--- begin ---

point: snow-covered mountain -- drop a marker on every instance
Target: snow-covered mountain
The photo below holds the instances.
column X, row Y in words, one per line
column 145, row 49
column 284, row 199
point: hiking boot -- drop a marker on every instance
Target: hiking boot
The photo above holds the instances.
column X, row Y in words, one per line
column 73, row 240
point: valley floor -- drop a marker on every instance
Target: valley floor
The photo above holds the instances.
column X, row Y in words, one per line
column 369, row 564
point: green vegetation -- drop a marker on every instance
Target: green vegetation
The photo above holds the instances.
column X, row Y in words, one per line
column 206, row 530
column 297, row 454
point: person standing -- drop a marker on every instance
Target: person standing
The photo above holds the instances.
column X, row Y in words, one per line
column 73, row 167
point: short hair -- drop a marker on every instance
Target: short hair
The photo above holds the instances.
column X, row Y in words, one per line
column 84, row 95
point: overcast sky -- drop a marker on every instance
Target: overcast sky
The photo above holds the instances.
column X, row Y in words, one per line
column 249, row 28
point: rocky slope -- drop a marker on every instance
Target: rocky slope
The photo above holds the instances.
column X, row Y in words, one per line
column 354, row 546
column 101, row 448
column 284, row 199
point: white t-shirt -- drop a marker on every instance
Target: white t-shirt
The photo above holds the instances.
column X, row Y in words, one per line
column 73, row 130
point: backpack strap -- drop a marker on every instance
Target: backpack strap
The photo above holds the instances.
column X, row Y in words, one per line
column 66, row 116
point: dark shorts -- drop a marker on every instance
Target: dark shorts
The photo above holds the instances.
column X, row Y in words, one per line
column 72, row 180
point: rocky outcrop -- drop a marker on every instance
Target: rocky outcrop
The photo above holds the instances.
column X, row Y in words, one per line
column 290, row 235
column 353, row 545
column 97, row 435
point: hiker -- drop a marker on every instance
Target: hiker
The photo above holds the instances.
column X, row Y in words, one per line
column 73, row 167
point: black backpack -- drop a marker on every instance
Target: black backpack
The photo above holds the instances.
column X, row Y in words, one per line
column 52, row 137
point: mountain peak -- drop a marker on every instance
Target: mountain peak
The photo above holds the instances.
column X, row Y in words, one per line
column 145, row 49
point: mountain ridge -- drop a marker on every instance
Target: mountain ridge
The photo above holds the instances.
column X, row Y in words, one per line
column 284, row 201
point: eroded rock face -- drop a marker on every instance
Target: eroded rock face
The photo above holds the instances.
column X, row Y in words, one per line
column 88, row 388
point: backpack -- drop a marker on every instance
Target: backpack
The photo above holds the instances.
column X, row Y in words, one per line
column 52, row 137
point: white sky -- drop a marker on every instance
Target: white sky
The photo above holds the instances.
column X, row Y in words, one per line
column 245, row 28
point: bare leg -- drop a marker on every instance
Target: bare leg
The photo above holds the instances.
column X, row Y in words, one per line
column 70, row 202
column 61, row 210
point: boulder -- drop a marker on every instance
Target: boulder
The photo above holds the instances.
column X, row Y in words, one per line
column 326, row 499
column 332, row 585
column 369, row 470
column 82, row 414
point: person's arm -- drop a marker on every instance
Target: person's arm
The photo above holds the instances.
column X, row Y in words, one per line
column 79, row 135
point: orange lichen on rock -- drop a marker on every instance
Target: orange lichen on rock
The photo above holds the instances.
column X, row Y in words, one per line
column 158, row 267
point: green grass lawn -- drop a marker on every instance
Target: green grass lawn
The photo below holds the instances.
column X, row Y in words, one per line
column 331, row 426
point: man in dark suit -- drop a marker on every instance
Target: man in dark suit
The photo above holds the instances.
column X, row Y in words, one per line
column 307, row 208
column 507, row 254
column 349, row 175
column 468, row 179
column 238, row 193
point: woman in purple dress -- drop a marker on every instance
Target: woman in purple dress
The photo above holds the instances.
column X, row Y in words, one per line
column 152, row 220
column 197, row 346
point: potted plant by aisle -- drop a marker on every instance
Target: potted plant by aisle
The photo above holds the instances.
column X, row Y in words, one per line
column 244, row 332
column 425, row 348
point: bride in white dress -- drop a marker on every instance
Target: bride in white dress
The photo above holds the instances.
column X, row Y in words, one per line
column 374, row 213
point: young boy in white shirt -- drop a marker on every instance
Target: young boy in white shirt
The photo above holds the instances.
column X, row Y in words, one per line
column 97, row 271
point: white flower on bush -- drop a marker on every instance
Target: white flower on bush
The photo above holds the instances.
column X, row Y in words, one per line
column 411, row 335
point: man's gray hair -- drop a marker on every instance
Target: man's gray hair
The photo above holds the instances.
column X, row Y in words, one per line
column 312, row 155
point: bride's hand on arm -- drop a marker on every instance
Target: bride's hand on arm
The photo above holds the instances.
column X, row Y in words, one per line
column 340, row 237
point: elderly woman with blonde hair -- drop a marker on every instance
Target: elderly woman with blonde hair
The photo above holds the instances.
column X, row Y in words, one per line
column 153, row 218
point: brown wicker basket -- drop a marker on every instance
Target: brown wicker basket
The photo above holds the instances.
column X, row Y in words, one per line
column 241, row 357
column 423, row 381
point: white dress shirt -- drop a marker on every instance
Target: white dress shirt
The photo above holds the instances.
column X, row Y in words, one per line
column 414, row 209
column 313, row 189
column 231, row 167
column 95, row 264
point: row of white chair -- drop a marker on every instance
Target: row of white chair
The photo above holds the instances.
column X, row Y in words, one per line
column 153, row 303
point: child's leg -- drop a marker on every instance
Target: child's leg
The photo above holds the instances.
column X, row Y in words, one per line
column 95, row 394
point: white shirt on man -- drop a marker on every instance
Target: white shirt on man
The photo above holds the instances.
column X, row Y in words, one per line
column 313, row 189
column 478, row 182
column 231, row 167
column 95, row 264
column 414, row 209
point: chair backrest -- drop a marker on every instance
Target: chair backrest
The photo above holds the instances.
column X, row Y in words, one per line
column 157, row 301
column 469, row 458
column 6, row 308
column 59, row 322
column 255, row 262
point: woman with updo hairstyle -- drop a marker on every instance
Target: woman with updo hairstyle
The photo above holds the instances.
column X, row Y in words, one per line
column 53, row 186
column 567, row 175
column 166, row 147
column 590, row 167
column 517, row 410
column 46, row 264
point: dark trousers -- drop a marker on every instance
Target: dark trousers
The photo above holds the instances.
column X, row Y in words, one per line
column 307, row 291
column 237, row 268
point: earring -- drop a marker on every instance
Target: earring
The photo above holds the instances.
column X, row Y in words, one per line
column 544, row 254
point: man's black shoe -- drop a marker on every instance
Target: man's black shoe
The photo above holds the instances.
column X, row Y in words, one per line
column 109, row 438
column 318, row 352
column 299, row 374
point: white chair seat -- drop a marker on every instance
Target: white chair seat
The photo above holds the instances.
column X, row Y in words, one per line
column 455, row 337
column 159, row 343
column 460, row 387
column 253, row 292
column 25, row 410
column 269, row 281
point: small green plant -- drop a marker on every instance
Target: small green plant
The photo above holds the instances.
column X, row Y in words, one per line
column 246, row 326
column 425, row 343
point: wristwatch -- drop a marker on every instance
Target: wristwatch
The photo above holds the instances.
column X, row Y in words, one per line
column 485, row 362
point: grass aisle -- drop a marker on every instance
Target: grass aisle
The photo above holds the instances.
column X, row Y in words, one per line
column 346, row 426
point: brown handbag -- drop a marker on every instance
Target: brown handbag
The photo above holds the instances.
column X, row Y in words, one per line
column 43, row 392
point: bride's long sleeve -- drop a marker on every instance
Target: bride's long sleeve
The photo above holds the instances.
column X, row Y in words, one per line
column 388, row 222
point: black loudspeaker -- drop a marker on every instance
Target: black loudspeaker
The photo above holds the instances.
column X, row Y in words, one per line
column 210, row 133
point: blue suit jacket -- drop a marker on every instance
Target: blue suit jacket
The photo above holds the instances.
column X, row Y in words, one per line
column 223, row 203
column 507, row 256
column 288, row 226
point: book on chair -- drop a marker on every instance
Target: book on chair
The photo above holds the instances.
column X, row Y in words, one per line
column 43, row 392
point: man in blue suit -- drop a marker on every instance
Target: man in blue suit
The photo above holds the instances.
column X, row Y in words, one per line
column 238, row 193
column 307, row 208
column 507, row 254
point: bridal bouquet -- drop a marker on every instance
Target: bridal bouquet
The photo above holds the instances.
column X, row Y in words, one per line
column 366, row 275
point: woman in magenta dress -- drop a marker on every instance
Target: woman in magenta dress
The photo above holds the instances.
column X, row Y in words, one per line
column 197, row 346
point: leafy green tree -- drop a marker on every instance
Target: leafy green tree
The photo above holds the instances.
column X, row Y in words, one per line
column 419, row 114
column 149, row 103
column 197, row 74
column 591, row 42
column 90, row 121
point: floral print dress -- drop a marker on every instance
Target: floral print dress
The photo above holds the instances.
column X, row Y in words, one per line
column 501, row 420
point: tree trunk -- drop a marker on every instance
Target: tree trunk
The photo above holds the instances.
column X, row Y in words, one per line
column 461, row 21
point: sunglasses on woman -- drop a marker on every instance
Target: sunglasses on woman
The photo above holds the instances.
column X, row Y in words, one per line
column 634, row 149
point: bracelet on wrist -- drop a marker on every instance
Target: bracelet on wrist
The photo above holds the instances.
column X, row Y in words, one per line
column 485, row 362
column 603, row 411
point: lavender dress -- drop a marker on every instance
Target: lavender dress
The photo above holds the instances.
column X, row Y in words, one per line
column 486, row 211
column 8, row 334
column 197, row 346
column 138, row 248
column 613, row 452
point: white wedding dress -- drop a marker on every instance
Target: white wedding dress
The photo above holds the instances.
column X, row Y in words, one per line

--- end ---

(Do this)
Reproduce word for word every line from the one containing "point: woman with" to the one containing "column 299, row 374", with both of those lines included.

(Response for this exercise)
point: woman with updo hairstyle -- drop a marker on every instance
Target: woman with updo hairstyle
The photo above holds the instances.
column X, row Y in words, one per line
column 53, row 186
column 567, row 175
column 166, row 147
column 590, row 167
column 517, row 410
column 46, row 264
point: dark trousers -- drop a marker on every instance
Target: dark trousers
The photo above holds the instances.
column X, row Y in words, one per line
column 307, row 291
column 237, row 268
point: earring -- drop a marker on every instance
Target: earring
The photo above holds the instances.
column X, row Y in words, one per line
column 544, row 254
point: man's black shoe -- drop a marker on every instance
Target: man's black shoe
The photo above holds the instances.
column X, row Y in words, one per line
column 109, row 438
column 318, row 352
column 299, row 374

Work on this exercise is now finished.